*GOAL*
Locate every line in the rows below that contains the string "window", and copy each of those lines. The match is case-sensitive.

*MATERIAL PROVIDED*
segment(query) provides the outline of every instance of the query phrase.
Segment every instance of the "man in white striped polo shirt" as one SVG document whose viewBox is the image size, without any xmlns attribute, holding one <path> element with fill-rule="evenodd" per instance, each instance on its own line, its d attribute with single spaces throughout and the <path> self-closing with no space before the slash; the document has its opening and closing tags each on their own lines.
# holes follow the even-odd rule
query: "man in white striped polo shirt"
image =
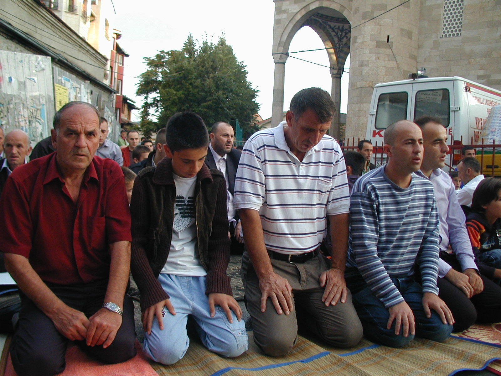
<svg viewBox="0 0 501 376">
<path fill-rule="evenodd" d="M 352 191 L 346 281 L 369 339 L 395 347 L 414 335 L 442 341 L 453 319 L 438 296 L 433 186 L 414 173 L 422 162 L 422 134 L 401 120 L 386 128 L 384 143 L 388 163 L 360 177 Z"/>
<path fill-rule="evenodd" d="M 233 203 L 245 234 L 242 277 L 254 340 L 286 354 L 300 330 L 339 347 L 356 344 L 362 327 L 344 273 L 349 192 L 341 148 L 326 134 L 335 111 L 329 93 L 297 93 L 286 121 L 247 140 Z M 320 254 L 327 217 L 332 260 Z"/>
</svg>

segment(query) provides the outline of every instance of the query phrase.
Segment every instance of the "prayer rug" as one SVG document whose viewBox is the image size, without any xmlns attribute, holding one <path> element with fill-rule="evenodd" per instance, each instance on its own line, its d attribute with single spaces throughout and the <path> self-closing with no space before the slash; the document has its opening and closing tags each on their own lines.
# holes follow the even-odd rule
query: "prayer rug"
<svg viewBox="0 0 501 376">
<path fill-rule="evenodd" d="M 2 367 L 0 375 L 16 376 L 9 355 L 9 344 L 5 344 L 0 359 L 0 367 Z M 70 344 L 66 351 L 66 368 L 63 373 L 59 374 L 60 376 L 157 376 L 150 365 L 149 360 L 143 353 L 141 345 L 137 340 L 136 348 L 137 354 L 132 359 L 116 364 L 104 364 L 92 359 L 76 345 Z"/>
<path fill-rule="evenodd" d="M 453 336 L 501 345 L 501 323 L 475 324 L 464 331 L 455 333 Z M 486 367 L 494 374 L 501 375 L 501 361 L 494 360 Z"/>
<path fill-rule="evenodd" d="M 475 324 L 464 331 L 452 335 L 501 345 L 501 323 Z"/>
<path fill-rule="evenodd" d="M 444 343 L 414 339 L 393 348 L 362 339 L 355 347 L 340 349 L 320 345 L 300 337 L 285 356 L 263 355 L 248 332 L 249 349 L 237 358 L 225 359 L 192 341 L 183 359 L 172 365 L 153 363 L 160 376 L 444 376 L 464 369 L 481 369 L 501 359 L 501 346 L 459 338 Z"/>
</svg>

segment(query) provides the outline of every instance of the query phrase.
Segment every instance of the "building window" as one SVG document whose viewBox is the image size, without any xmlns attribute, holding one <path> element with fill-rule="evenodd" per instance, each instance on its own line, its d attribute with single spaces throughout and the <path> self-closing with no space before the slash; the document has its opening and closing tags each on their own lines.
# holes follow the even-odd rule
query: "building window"
<svg viewBox="0 0 501 376">
<path fill-rule="evenodd" d="M 75 5 L 75 0 L 68 0 L 68 11 L 73 13 L 77 13 L 77 6 Z"/>
<path fill-rule="evenodd" d="M 104 19 L 104 36 L 106 39 L 110 40 L 110 23 L 108 22 L 108 19 Z"/>
<path fill-rule="evenodd" d="M 463 8 L 463 0 L 444 0 L 441 38 L 461 36 Z"/>
<path fill-rule="evenodd" d="M 49 9 L 57 10 L 59 9 L 58 0 L 43 0 L 43 3 L 45 4 L 45 6 Z"/>
<path fill-rule="evenodd" d="M 89 21 L 87 19 L 87 0 L 84 0 L 82 3 L 82 19 L 86 23 Z"/>
</svg>

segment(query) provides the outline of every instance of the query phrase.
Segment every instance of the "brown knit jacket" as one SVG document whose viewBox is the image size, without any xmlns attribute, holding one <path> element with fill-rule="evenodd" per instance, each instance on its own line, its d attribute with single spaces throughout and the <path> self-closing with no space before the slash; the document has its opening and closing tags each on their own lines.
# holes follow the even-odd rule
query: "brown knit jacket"
<svg viewBox="0 0 501 376">
<path fill-rule="evenodd" d="M 141 309 L 169 298 L 157 278 L 170 249 L 176 186 L 171 160 L 141 170 L 134 181 L 130 210 L 132 218 L 131 270 L 141 293 Z M 226 268 L 230 241 L 222 174 L 205 164 L 197 174 L 195 218 L 198 252 L 207 271 L 205 293 L 231 295 Z"/>
</svg>

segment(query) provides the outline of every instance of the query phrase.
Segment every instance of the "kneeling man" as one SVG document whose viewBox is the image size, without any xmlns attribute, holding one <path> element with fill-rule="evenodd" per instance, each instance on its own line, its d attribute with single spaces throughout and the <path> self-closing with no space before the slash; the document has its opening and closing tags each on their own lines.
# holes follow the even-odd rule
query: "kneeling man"
<svg viewBox="0 0 501 376">
<path fill-rule="evenodd" d="M 400 347 L 414 335 L 445 340 L 453 323 L 438 296 L 438 215 L 421 166 L 423 136 L 401 120 L 384 133 L 387 164 L 353 186 L 346 282 L 364 327 L 377 343 Z M 415 282 L 419 268 L 421 285 Z"/>
<path fill-rule="evenodd" d="M 108 363 L 136 353 L 125 297 L 130 215 L 124 175 L 94 157 L 99 114 L 70 102 L 54 117 L 56 151 L 20 166 L 0 198 L 6 267 L 22 292 L 11 355 L 19 376 L 62 372 L 68 340 Z"/>
<path fill-rule="evenodd" d="M 236 171 L 246 304 L 254 341 L 268 355 L 289 352 L 298 327 L 338 347 L 362 337 L 344 280 L 346 168 L 339 145 L 326 134 L 334 111 L 325 90 L 301 90 L 286 121 L 247 140 Z M 319 252 L 328 216 L 331 260 Z"/>
</svg>

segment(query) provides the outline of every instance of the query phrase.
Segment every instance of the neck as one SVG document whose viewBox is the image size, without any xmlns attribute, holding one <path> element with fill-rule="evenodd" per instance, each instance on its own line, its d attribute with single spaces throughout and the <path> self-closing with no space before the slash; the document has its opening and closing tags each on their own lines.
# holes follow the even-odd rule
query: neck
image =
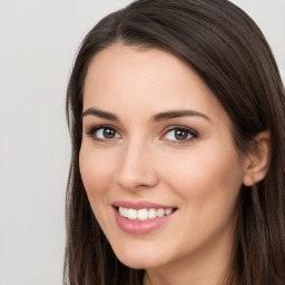
<svg viewBox="0 0 285 285">
<path fill-rule="evenodd" d="M 233 250 L 230 248 L 219 256 L 213 253 L 207 258 L 195 256 L 191 261 L 181 259 L 161 268 L 146 269 L 144 285 L 228 285 L 234 266 Z"/>
</svg>

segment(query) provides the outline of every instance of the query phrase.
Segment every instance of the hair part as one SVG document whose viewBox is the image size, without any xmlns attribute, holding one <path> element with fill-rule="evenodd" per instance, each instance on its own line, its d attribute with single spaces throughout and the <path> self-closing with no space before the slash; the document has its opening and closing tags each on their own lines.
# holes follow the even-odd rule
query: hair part
<svg viewBox="0 0 285 285">
<path fill-rule="evenodd" d="M 263 33 L 227 0 L 135 1 L 104 18 L 82 41 L 66 105 L 72 140 L 66 284 L 142 282 L 144 271 L 128 268 L 112 253 L 92 214 L 79 170 L 86 75 L 92 58 L 118 42 L 168 51 L 196 71 L 228 114 L 240 154 L 247 154 L 248 144 L 258 132 L 271 131 L 272 163 L 267 176 L 254 187 L 243 186 L 239 193 L 235 253 L 226 274 L 228 282 L 224 284 L 284 284 L 284 87 Z"/>
</svg>

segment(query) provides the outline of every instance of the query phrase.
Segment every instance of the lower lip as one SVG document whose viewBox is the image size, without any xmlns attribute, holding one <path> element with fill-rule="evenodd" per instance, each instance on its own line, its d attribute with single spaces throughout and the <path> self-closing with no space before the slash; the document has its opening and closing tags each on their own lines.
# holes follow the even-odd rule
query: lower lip
<svg viewBox="0 0 285 285">
<path fill-rule="evenodd" d="M 148 234 L 150 232 L 154 232 L 161 227 L 164 224 L 166 224 L 173 216 L 174 212 L 167 216 L 157 217 L 154 219 L 146 219 L 146 220 L 135 220 L 135 219 L 128 219 L 124 216 L 121 216 L 117 209 L 115 212 L 115 219 L 118 224 L 118 226 L 129 233 L 129 234 Z"/>
</svg>

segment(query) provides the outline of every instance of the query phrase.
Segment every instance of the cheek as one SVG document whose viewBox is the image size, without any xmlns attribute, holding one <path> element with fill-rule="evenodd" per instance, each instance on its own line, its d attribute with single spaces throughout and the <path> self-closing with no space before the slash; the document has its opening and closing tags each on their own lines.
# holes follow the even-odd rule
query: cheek
<svg viewBox="0 0 285 285">
<path fill-rule="evenodd" d="M 235 203 L 243 181 L 243 166 L 234 146 L 205 145 L 171 163 L 161 164 L 165 180 L 186 203 L 199 208 Z"/>
<path fill-rule="evenodd" d="M 104 194 L 114 177 L 114 158 L 82 145 L 79 154 L 81 178 L 88 197 Z"/>
</svg>

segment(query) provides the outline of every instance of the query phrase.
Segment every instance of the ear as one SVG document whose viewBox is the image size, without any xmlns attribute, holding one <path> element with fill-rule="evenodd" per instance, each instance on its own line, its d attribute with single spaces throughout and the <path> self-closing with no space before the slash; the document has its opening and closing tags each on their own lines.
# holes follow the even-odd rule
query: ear
<svg viewBox="0 0 285 285">
<path fill-rule="evenodd" d="M 250 142 L 246 157 L 243 179 L 245 186 L 253 186 L 266 176 L 271 165 L 271 132 L 268 130 L 262 131 Z"/>
</svg>

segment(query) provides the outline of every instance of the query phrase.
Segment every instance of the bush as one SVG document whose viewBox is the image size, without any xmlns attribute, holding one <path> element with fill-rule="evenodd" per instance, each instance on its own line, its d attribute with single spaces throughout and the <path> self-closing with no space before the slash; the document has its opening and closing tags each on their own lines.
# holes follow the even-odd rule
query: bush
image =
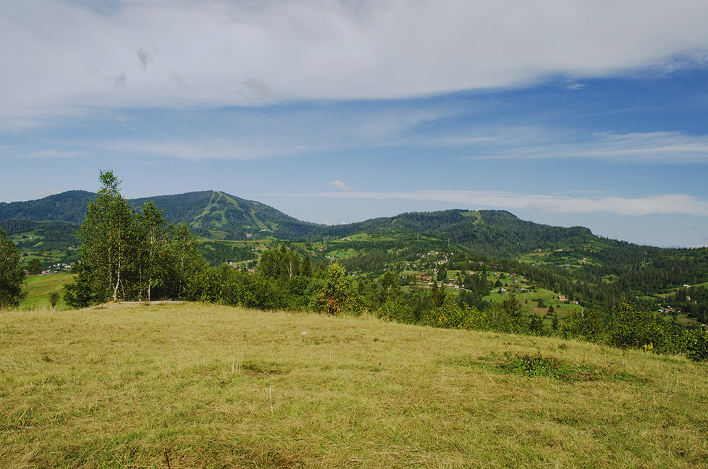
<svg viewBox="0 0 708 469">
<path fill-rule="evenodd" d="M 681 352 L 697 361 L 708 360 L 708 328 L 699 325 L 685 330 L 681 336 Z"/>
</svg>

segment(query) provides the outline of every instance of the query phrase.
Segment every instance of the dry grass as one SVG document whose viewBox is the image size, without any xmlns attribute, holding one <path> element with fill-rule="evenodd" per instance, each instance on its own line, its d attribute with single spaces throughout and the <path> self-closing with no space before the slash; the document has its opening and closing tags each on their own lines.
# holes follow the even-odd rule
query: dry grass
<svg viewBox="0 0 708 469">
<path fill-rule="evenodd" d="M 1 467 L 708 467 L 680 357 L 198 304 L 6 312 L 0 349 Z"/>
</svg>

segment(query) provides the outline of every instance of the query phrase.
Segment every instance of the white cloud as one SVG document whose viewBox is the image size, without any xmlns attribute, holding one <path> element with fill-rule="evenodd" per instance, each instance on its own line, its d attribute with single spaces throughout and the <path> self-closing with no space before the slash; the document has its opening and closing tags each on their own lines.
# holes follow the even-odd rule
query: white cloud
<svg viewBox="0 0 708 469">
<path fill-rule="evenodd" d="M 491 131 L 494 132 L 494 131 Z M 497 139 L 510 145 L 482 149 L 471 159 L 523 159 L 554 158 L 602 158 L 650 163 L 708 162 L 708 135 L 688 135 L 677 132 L 615 134 L 597 132 L 587 140 L 539 144 L 542 136 L 501 138 L 514 132 L 501 129 Z M 553 136 L 555 137 L 556 136 Z M 550 139 L 549 139 L 549 141 Z M 434 144 L 434 141 L 431 142 Z"/>
<path fill-rule="evenodd" d="M 289 194 L 307 197 L 345 197 L 378 200 L 405 199 L 457 204 L 471 207 L 493 207 L 515 209 L 532 209 L 542 212 L 566 214 L 595 212 L 620 215 L 685 214 L 708 216 L 708 201 L 681 194 L 654 195 L 648 197 L 602 198 L 568 197 L 558 195 L 527 195 L 508 192 L 468 190 L 418 190 L 406 192 L 346 192 L 313 194 Z"/>
<path fill-rule="evenodd" d="M 345 192 L 350 192 L 352 190 L 351 187 L 348 187 L 346 184 L 344 184 L 344 183 L 341 182 L 338 179 L 336 179 L 330 183 L 329 187 L 338 189 L 339 190 L 343 190 Z"/>
<path fill-rule="evenodd" d="M 708 45 L 708 2 L 700 0 L 81 4 L 0 3 L 3 120 L 400 98 L 670 69 L 704 63 Z"/>
</svg>

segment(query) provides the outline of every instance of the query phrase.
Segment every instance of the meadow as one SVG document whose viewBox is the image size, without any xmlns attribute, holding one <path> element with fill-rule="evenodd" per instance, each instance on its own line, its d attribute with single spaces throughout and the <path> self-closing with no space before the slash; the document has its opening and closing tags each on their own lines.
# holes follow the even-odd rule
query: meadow
<svg viewBox="0 0 708 469">
<path fill-rule="evenodd" d="M 0 313 L 6 468 L 708 468 L 708 365 L 199 303 Z"/>
<path fill-rule="evenodd" d="M 65 308 L 64 301 L 66 284 L 74 281 L 71 274 L 52 274 L 50 275 L 29 275 L 26 278 L 25 291 L 27 296 L 20 303 L 20 308 L 25 310 L 52 308 L 51 296 L 58 294 L 59 299 L 55 308 Z"/>
</svg>

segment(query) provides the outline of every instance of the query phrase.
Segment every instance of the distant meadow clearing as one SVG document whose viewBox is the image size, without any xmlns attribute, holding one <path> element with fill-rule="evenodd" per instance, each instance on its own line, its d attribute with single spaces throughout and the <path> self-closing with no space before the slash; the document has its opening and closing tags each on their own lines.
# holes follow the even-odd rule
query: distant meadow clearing
<svg viewBox="0 0 708 469">
<path fill-rule="evenodd" d="M 198 303 L 0 313 L 3 468 L 708 468 L 708 365 Z"/>
</svg>

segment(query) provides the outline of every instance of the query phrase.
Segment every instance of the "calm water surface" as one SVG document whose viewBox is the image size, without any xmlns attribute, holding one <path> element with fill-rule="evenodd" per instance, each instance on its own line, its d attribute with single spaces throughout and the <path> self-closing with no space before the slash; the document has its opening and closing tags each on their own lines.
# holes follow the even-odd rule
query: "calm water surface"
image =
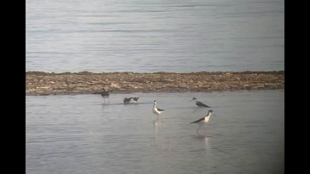
<svg viewBox="0 0 310 174">
<path fill-rule="evenodd" d="M 140 96 L 124 105 L 124 97 Z M 201 136 L 190 124 L 213 106 Z M 282 174 L 284 91 L 26 96 L 27 174 Z M 159 124 L 153 101 L 165 109 Z"/>
<path fill-rule="evenodd" d="M 284 70 L 284 0 L 26 0 L 26 70 Z"/>
</svg>

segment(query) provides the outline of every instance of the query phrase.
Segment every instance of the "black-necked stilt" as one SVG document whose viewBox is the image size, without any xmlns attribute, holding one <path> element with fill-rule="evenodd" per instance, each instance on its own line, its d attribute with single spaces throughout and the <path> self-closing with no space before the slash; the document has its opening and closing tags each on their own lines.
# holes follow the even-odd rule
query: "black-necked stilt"
<svg viewBox="0 0 310 174">
<path fill-rule="evenodd" d="M 200 118 L 199 120 L 196 120 L 195 121 L 193 121 L 190 123 L 195 123 L 195 124 L 199 124 L 199 128 L 198 128 L 197 131 L 196 131 L 196 133 L 197 133 L 198 135 L 199 135 L 199 133 L 198 133 L 198 130 L 199 130 L 199 129 L 200 129 L 200 127 L 202 125 L 203 125 L 203 126 L 204 127 L 204 133 L 206 133 L 205 124 L 209 121 L 209 120 L 210 119 L 210 117 L 211 116 L 211 114 L 213 114 L 213 115 L 214 116 L 215 116 L 216 117 L 217 117 L 217 116 L 215 116 L 215 114 L 214 114 L 214 112 L 213 112 L 213 110 L 209 110 L 209 111 L 208 111 L 207 115 L 204 116 L 204 117 Z"/>
<path fill-rule="evenodd" d="M 105 88 L 102 88 L 102 89 L 103 90 L 103 91 L 101 92 L 101 97 L 102 97 L 103 100 L 104 100 L 105 103 L 106 103 L 106 98 L 108 98 L 108 103 L 109 103 L 110 100 L 108 99 L 108 91 L 106 91 L 106 89 Z"/>
<path fill-rule="evenodd" d="M 196 105 L 197 105 L 198 106 L 203 106 L 203 107 L 211 107 L 211 106 L 209 106 L 203 103 L 203 102 L 201 102 L 197 101 L 197 99 L 195 98 L 195 97 L 193 97 L 193 99 L 192 99 L 191 100 L 190 100 L 189 101 L 188 101 L 188 102 L 189 102 L 190 101 L 192 101 L 193 100 L 195 101 L 195 102 L 196 102 Z"/>
<path fill-rule="evenodd" d="M 132 99 L 132 97 L 130 97 L 130 98 L 124 98 L 124 103 L 125 103 L 125 103 L 128 103 L 128 102 L 129 102 L 130 101 L 131 99 Z"/>
<path fill-rule="evenodd" d="M 138 100 L 139 99 L 139 98 L 140 98 L 140 97 L 134 97 L 133 99 L 134 99 L 134 100 L 135 100 L 135 101 L 136 102 L 138 102 Z"/>
<path fill-rule="evenodd" d="M 161 115 L 161 113 L 165 111 L 164 109 L 159 109 L 156 107 L 156 101 L 154 101 L 154 106 L 153 106 L 153 113 L 157 115 L 157 119 L 158 120 L 158 115 Z"/>
<path fill-rule="evenodd" d="M 126 103 L 130 103 L 130 104 L 136 104 L 138 103 L 138 100 L 139 99 L 140 97 L 130 97 L 129 98 L 124 98 L 124 104 Z"/>
</svg>

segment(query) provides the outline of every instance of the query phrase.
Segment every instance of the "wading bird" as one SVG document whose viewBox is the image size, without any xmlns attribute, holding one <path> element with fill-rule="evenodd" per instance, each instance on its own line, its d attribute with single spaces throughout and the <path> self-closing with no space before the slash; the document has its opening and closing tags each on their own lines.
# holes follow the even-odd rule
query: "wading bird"
<svg viewBox="0 0 310 174">
<path fill-rule="evenodd" d="M 213 114 L 213 115 L 214 116 L 215 116 L 216 117 L 217 117 L 217 116 L 215 116 L 215 114 L 214 114 L 214 112 L 213 112 L 213 110 L 209 110 L 209 111 L 208 111 L 207 115 L 204 116 L 204 117 L 200 118 L 199 120 L 196 120 L 195 121 L 193 121 L 190 123 L 198 124 L 199 125 L 199 128 L 198 128 L 197 131 L 196 131 L 196 133 L 197 133 L 198 135 L 199 135 L 199 133 L 198 133 L 198 130 L 199 130 L 199 129 L 200 129 L 200 127 L 201 127 L 201 126 L 202 125 L 203 125 L 203 127 L 204 127 L 204 133 L 205 133 L 206 132 L 205 130 L 205 124 L 209 121 L 209 120 L 210 119 L 210 116 L 211 116 L 211 114 Z"/>
<path fill-rule="evenodd" d="M 108 91 L 106 91 L 105 88 L 102 88 L 103 91 L 101 92 L 101 97 L 103 98 L 103 100 L 105 101 L 105 103 L 106 103 L 106 98 L 108 98 L 108 103 L 110 103 L 110 100 L 108 99 Z"/>
<path fill-rule="evenodd" d="M 191 100 L 190 100 L 189 101 L 188 101 L 188 102 L 189 102 L 190 101 L 192 101 L 193 100 L 195 101 L 195 102 L 196 102 L 196 105 L 197 105 L 198 106 L 202 106 L 202 107 L 211 107 L 211 106 L 209 106 L 203 103 L 203 102 L 201 102 L 197 101 L 197 99 L 195 98 L 195 97 L 193 97 L 193 99 L 192 99 Z"/>
<path fill-rule="evenodd" d="M 156 101 L 154 101 L 154 106 L 153 106 L 153 113 L 157 115 L 157 120 L 158 120 L 158 115 L 161 114 L 161 113 L 165 111 L 164 109 L 159 109 L 156 107 Z"/>
</svg>

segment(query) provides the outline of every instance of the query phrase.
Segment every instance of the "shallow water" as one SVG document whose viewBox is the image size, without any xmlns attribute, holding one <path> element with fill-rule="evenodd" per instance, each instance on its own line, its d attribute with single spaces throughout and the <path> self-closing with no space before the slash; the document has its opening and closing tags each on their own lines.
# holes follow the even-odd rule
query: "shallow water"
<svg viewBox="0 0 310 174">
<path fill-rule="evenodd" d="M 140 96 L 124 105 L 124 97 Z M 190 124 L 213 106 L 206 127 Z M 282 174 L 284 91 L 26 96 L 28 174 Z M 152 112 L 154 100 L 165 109 Z"/>
<path fill-rule="evenodd" d="M 284 70 L 283 0 L 26 0 L 26 70 Z"/>
</svg>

*SOLUTION TO THIS TASK*
Segment every instance of the "building window" as one SVG document whose viewBox is the image size, without any xmlns attribute, holding one <path> element with fill-rule="evenodd" per instance, each instance on its own line, its d attribute with single spaces throughout and the <path> self-closing with no space before the slash; the document has its opening and closing tags each on their own lines.
query: "building window"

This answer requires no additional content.